- _DIRECTIVE_
Copy every line of the listing below without any changes.

- _MATERIAL PROVIDED_
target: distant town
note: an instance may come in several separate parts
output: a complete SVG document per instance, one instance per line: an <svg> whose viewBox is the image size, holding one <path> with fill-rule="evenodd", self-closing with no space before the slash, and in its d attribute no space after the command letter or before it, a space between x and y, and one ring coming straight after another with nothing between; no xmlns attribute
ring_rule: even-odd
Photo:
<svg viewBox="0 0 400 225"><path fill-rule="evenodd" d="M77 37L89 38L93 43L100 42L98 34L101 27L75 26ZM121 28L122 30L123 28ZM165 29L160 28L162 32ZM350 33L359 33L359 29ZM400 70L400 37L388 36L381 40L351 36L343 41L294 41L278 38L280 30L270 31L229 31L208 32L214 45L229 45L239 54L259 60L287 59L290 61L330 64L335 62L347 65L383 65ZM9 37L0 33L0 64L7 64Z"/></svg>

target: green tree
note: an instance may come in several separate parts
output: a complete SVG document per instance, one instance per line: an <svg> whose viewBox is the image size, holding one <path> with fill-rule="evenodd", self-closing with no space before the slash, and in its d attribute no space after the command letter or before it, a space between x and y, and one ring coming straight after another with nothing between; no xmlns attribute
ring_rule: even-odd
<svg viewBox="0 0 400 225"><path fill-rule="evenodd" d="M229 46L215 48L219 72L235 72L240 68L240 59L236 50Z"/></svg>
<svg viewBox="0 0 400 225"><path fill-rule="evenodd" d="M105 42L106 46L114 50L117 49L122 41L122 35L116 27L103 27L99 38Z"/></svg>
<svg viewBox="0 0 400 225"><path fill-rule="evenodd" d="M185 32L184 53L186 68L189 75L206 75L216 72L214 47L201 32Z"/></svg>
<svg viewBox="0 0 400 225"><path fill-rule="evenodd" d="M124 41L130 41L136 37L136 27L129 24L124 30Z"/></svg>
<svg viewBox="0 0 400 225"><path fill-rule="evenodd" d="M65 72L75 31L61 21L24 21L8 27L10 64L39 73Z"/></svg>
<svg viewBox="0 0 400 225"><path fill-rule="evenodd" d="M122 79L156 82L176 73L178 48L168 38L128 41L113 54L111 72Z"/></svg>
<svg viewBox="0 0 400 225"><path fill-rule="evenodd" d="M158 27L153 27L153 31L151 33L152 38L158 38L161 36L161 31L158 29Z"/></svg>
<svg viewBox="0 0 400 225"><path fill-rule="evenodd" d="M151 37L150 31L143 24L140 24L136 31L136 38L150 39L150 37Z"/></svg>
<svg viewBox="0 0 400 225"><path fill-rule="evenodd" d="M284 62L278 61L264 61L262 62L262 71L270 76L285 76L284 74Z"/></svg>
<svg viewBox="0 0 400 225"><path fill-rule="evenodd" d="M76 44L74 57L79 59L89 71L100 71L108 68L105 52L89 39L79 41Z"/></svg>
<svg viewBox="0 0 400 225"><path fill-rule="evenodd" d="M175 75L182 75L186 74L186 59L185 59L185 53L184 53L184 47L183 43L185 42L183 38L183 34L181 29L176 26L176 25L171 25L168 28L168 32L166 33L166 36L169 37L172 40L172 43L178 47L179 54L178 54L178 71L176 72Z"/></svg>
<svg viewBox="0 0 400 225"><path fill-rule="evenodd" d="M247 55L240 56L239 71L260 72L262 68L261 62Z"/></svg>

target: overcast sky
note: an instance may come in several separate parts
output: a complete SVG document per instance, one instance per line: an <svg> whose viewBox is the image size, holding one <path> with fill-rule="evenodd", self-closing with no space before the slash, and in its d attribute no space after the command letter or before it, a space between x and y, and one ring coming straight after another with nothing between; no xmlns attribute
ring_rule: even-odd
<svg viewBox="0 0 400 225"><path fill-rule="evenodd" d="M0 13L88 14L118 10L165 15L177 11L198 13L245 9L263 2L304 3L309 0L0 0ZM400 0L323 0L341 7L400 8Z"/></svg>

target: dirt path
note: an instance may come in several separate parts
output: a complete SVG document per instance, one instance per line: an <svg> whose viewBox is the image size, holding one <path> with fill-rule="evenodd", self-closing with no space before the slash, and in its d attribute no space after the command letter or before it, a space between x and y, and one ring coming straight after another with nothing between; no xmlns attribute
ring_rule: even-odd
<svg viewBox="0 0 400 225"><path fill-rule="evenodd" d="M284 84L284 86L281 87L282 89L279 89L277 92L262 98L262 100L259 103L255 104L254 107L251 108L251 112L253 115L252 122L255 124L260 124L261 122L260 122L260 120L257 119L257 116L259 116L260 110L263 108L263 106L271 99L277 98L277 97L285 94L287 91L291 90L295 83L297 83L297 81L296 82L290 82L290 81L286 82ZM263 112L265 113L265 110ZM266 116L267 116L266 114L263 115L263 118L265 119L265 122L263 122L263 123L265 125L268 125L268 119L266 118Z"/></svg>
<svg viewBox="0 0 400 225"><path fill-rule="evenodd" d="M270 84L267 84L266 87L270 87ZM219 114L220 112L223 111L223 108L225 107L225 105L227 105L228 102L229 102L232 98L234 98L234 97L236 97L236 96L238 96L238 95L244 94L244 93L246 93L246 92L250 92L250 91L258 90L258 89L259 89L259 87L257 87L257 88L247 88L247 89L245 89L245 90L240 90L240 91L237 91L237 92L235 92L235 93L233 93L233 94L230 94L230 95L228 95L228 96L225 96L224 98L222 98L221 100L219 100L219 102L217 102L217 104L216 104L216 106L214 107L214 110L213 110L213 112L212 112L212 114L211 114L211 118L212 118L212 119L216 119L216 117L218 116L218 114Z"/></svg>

- _SOLUTION TO THE PROBLEM_
target: distant town
note: an instance may come in several separate parts
output: a complete SVG document per instance, one instance per line: an <svg> whose viewBox is the image size, holding one <path> with fill-rule="evenodd", self-closing with no space before the slash, and in its d attribute no space after the command letter or before it, a space between x and y, and one ring coming straight after another with nothing between; no xmlns attribute
ring_rule: even-odd
Photo:
<svg viewBox="0 0 400 225"><path fill-rule="evenodd" d="M77 37L89 38L93 43L100 42L98 34L101 27L75 26ZM121 28L122 30L123 28ZM165 29L160 28L162 32ZM350 33L359 33L359 29ZM400 70L400 37L388 36L381 40L351 36L343 41L294 41L278 38L280 30L270 31L229 31L208 32L214 45L229 45L239 54L259 60L287 59L290 61L330 64L335 62L347 65L383 65ZM9 37L0 33L0 64L7 64Z"/></svg>

target: green tree
note: an instance may come in several separate parts
output: a complete SVG document per instance, one instance per line: an <svg> whose viewBox is the image size, holding one <path> with fill-rule="evenodd", self-closing with no space before the slash, and in its d attribute no space after the command letter or before it, a space between x and y, and one ring coming straight after another with nothing between; no xmlns attribute
ring_rule: even-odd
<svg viewBox="0 0 400 225"><path fill-rule="evenodd" d="M229 46L215 48L219 72L235 72L240 68L240 59L236 50Z"/></svg>
<svg viewBox="0 0 400 225"><path fill-rule="evenodd" d="M105 42L106 46L114 50L117 49L122 41L122 35L116 27L103 27L99 38Z"/></svg>
<svg viewBox="0 0 400 225"><path fill-rule="evenodd" d="M185 32L184 53L186 68L189 75L206 75L216 72L214 47L201 32Z"/></svg>
<svg viewBox="0 0 400 225"><path fill-rule="evenodd" d="M124 41L130 41L136 37L136 27L129 24L124 30Z"/></svg>
<svg viewBox="0 0 400 225"><path fill-rule="evenodd" d="M65 72L75 31L61 21L24 21L8 27L10 64L39 73Z"/></svg>
<svg viewBox="0 0 400 225"><path fill-rule="evenodd" d="M122 79L156 82L176 73L178 48L168 38L128 41L113 54L111 72Z"/></svg>
<svg viewBox="0 0 400 225"><path fill-rule="evenodd" d="M158 27L153 27L153 31L151 33L152 38L158 38L161 36L161 31L158 29Z"/></svg>
<svg viewBox="0 0 400 225"><path fill-rule="evenodd" d="M151 37L150 31L143 24L140 24L136 31L136 38L150 39L150 37Z"/></svg>
<svg viewBox="0 0 400 225"><path fill-rule="evenodd" d="M284 62L278 61L264 61L262 62L262 71L270 76L285 76L284 74Z"/></svg>
<svg viewBox="0 0 400 225"><path fill-rule="evenodd" d="M76 44L74 57L79 59L89 71L100 71L108 68L105 52L89 39L79 41Z"/></svg>
<svg viewBox="0 0 400 225"><path fill-rule="evenodd" d="M175 75L182 75L186 74L186 59L185 59L185 53L184 53L184 47L183 43L185 42L183 38L183 34L181 29L176 26L176 25L171 25L168 28L168 32L166 33L166 36L169 37L172 40L172 43L178 47L179 54L178 54L178 71L176 72Z"/></svg>
<svg viewBox="0 0 400 225"><path fill-rule="evenodd" d="M247 55L240 56L239 71L260 72L262 68L261 62Z"/></svg>

target: overcast sky
note: an instance may come in several separate parts
output: a complete SVG document per instance, one instance per line: an <svg> whose viewBox is the image size, holding one <path> with fill-rule="evenodd", self-closing with no space before the slash, and in its d attribute no space after the command letter or before it, a space between x and y, and one ring coming straight after another with nothing between; no xmlns attribute
ring_rule: even-odd
<svg viewBox="0 0 400 225"><path fill-rule="evenodd" d="M0 13L88 14L118 10L165 15L177 11L198 13L245 9L263 2L304 3L309 0L0 0ZM400 0L323 0L341 7L400 8Z"/></svg>

target: dirt path
note: an instance may come in several separate parts
output: a complete SVG document per instance, one instance per line: an <svg> whose viewBox is the image size, holding one <path> with fill-rule="evenodd", self-closing with no space before the slash, and in its d attribute no space after the command letter or before it, a space between x and y, and one ring coming straight after another with nothing between; no xmlns attribute
ring_rule: even-odd
<svg viewBox="0 0 400 225"><path fill-rule="evenodd" d="M284 84L284 86L281 87L282 89L279 89L277 92L262 98L262 100L259 103L255 104L254 107L251 108L251 112L253 115L252 122L255 124L260 124L261 122L260 122L260 120L257 119L257 116L259 116L260 110L263 108L263 106L271 99L277 98L277 97L285 94L287 91L291 90L295 83L297 83L297 81L296 82L290 82L290 81L286 82ZM263 112L265 113L265 110ZM266 116L267 116L266 114L263 115L263 118L265 119L265 122L263 122L263 123L265 125L268 125L268 119L266 118Z"/></svg>
<svg viewBox="0 0 400 225"><path fill-rule="evenodd" d="M270 84L267 84L266 87L270 87ZM219 114L220 112L223 111L223 108L225 107L225 105L227 105L228 102L229 102L232 98L234 98L234 97L236 97L236 96L238 96L238 95L244 94L244 93L246 93L246 92L250 92L250 91L258 90L258 89L259 89L259 87L257 87L257 88L247 88L247 89L245 89L245 90L240 90L240 91L237 91L237 92L235 92L235 93L233 93L233 94L230 94L230 95L228 95L228 96L225 96L224 98L222 98L221 100L219 100L219 102L217 102L217 104L216 104L216 106L214 107L214 110L213 110L213 112L212 112L212 114L211 114L211 118L212 118L212 119L216 119L216 117L218 116L218 114Z"/></svg>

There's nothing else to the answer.